_Supplied passage:_
################

As of this moment, data privacy in research has generated several issues and concerns from the different sectors of the research community and the privacy advocates as well. There may be some areas of research activities where the provisions of the DPA may not exactly applies. These situations or cases can be best evaluated in a more detailed discussion of the circumstances and how will this intrude to the privacy of the subject.

In the question of which way to take in case of no clear applicability of the DPA, the governing principle is stated in Section 38 of the DPA which states that “Any doubt in the interpretation of any provision of this Act shall be liberally interpreted in a manner mindful of the rights and interests of the individual about whom personal information is processed.”

################

_Items from a data source:_
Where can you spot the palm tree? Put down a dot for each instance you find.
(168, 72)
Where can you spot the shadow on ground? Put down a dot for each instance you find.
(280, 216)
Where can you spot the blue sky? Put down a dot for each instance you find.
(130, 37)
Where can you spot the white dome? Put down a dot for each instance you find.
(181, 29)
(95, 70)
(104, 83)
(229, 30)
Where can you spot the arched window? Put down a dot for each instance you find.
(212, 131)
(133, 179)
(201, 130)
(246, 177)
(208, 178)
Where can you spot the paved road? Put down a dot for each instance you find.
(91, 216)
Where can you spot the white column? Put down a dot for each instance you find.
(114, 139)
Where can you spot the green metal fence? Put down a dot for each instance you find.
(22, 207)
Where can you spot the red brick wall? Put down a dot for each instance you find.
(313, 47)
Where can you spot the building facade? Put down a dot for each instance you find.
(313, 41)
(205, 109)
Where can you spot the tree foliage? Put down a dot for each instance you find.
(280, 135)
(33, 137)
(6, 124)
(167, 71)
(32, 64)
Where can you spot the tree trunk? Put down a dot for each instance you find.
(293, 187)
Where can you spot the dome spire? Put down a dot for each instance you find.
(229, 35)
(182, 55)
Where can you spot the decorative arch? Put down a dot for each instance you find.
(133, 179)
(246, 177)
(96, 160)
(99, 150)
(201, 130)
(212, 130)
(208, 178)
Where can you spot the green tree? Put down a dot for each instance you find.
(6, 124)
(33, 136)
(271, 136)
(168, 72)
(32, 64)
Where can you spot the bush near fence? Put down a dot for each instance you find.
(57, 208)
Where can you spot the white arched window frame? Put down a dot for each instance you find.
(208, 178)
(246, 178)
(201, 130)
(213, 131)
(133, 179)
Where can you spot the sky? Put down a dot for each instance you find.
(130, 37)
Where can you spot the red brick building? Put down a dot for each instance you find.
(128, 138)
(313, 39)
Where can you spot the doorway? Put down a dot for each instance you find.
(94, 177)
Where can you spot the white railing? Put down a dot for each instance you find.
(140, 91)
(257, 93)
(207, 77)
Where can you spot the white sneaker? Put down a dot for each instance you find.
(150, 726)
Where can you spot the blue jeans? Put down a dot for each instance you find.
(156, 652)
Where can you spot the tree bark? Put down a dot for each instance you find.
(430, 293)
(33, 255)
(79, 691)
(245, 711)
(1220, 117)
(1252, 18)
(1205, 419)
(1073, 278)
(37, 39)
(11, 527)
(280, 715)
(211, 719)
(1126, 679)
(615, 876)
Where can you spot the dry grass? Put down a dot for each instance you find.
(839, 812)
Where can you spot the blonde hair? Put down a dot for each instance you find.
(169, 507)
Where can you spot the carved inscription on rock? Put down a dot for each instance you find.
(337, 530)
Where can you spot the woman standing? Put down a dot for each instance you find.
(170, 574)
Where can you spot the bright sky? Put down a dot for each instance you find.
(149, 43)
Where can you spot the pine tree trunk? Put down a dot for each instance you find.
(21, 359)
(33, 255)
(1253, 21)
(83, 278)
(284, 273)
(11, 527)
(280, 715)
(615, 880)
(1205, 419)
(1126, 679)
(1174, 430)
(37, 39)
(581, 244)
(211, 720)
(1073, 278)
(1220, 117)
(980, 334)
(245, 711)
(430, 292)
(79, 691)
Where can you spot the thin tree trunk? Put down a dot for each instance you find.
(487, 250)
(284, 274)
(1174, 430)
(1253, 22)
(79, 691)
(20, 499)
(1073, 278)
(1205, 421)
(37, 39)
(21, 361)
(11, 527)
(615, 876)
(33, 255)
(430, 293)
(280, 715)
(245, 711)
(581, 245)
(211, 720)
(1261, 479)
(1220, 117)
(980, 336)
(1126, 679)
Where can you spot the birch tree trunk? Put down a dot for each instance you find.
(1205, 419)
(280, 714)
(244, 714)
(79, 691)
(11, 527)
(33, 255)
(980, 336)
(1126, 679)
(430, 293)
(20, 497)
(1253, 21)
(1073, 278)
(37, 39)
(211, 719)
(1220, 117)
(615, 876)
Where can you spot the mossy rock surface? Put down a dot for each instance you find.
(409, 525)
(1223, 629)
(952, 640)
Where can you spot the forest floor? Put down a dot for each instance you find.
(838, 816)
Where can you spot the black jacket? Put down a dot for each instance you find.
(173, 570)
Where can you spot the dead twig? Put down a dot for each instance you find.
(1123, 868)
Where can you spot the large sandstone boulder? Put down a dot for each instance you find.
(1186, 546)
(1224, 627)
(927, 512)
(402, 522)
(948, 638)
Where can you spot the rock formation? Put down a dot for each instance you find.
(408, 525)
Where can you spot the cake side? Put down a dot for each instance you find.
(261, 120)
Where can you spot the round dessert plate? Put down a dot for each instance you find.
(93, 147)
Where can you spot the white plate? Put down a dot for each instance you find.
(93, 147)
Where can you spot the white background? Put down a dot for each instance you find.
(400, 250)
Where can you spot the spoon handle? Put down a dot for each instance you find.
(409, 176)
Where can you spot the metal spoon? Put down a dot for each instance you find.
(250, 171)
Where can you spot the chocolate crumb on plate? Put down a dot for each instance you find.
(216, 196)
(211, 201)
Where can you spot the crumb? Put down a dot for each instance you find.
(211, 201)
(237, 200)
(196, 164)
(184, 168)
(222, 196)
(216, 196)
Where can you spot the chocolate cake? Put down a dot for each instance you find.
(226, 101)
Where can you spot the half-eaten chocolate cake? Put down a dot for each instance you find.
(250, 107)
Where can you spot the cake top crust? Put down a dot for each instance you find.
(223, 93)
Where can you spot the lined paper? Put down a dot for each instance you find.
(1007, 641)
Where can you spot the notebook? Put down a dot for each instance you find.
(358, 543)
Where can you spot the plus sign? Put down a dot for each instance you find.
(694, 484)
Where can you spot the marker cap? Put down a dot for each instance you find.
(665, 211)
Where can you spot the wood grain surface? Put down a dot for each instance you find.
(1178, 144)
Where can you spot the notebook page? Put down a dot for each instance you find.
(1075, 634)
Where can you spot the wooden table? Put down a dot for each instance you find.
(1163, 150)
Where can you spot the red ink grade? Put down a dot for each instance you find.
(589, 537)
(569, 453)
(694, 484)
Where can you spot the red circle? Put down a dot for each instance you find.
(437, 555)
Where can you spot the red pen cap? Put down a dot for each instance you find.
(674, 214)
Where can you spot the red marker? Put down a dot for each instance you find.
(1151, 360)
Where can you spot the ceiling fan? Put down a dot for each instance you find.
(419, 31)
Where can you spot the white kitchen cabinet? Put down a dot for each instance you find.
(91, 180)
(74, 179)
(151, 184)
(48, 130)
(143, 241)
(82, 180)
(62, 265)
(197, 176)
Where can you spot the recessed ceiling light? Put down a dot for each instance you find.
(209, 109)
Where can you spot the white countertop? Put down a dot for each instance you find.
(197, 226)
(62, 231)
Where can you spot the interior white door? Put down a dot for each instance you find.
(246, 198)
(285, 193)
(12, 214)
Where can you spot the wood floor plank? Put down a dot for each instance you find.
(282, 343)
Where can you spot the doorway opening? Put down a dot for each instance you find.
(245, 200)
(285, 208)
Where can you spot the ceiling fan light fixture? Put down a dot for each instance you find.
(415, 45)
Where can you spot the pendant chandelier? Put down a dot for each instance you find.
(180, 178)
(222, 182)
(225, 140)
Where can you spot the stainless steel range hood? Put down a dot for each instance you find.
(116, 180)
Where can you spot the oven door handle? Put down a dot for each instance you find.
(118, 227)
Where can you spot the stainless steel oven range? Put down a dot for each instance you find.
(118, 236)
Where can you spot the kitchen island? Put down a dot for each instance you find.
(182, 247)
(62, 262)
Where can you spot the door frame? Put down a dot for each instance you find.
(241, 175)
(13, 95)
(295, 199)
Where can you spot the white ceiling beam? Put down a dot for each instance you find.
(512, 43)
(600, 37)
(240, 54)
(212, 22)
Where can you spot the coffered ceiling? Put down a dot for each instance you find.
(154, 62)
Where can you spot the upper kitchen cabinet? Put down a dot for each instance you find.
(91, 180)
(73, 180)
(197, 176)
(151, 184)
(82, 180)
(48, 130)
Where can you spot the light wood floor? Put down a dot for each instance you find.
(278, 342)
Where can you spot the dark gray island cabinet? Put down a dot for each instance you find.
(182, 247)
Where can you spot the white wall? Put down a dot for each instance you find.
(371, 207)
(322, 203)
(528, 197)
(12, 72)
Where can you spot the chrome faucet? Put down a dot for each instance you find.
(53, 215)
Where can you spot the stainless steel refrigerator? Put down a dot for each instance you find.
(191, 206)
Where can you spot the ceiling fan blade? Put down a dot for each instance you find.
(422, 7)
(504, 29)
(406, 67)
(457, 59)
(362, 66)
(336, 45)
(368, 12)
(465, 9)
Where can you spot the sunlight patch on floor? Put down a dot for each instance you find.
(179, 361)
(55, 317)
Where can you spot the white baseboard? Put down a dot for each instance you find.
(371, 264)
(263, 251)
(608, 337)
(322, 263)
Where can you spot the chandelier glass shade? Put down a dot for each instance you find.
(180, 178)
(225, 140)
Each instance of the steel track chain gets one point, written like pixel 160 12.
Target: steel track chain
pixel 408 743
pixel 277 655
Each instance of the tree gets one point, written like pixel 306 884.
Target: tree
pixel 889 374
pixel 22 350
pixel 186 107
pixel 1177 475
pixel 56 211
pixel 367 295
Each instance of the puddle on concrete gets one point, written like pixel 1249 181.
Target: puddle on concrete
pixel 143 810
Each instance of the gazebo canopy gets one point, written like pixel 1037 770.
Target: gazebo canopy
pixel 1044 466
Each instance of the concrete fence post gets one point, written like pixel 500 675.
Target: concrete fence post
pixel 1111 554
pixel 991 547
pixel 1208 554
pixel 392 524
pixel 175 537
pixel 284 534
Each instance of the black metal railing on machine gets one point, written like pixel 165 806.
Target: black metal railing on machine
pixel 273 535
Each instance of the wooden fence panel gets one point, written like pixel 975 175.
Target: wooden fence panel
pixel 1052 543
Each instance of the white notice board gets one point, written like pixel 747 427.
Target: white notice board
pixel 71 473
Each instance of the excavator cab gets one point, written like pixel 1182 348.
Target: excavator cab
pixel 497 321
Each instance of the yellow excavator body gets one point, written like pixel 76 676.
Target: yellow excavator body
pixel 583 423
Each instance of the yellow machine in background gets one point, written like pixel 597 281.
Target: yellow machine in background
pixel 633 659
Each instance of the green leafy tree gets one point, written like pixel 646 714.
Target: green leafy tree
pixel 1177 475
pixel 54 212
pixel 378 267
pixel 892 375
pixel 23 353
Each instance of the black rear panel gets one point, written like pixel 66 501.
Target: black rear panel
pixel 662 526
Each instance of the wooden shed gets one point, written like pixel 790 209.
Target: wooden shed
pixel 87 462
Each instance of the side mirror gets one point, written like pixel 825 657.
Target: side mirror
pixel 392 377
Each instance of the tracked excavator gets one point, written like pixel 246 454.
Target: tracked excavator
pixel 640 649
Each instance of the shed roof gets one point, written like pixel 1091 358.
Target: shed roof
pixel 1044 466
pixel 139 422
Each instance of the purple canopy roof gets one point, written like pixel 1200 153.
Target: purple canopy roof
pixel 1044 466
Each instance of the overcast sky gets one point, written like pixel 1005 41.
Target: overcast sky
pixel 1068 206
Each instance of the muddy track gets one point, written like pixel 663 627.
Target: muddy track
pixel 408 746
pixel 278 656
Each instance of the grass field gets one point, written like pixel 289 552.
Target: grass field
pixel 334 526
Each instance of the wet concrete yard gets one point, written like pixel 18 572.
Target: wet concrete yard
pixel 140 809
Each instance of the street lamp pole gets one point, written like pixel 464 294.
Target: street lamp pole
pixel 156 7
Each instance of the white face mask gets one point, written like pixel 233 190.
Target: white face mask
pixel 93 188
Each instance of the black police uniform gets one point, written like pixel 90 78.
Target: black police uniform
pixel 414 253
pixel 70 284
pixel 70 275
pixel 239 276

################

_Activity A:_ Copy the passage on data privacy in research word for word, everything from "As of this moment, data" down to "of the subject.".
_Activity B:_ List each thing that the passage on data privacy in research places directly before the words "of the DPA," using the passage's own words.

_Answer box A:_
As of this moment, data privacy in research has generated several issues and concerns from the different sectors of the research community and the privacy advocates as well. There may be some areas of research activities where the provisions of the DPA may not exactly applies. These situations or cases can be best evaluated in a more detailed discussion of the circumstances and how will this intrude to the privacy of the subject.

_Answer box B:_
provisions
applicability
Section 38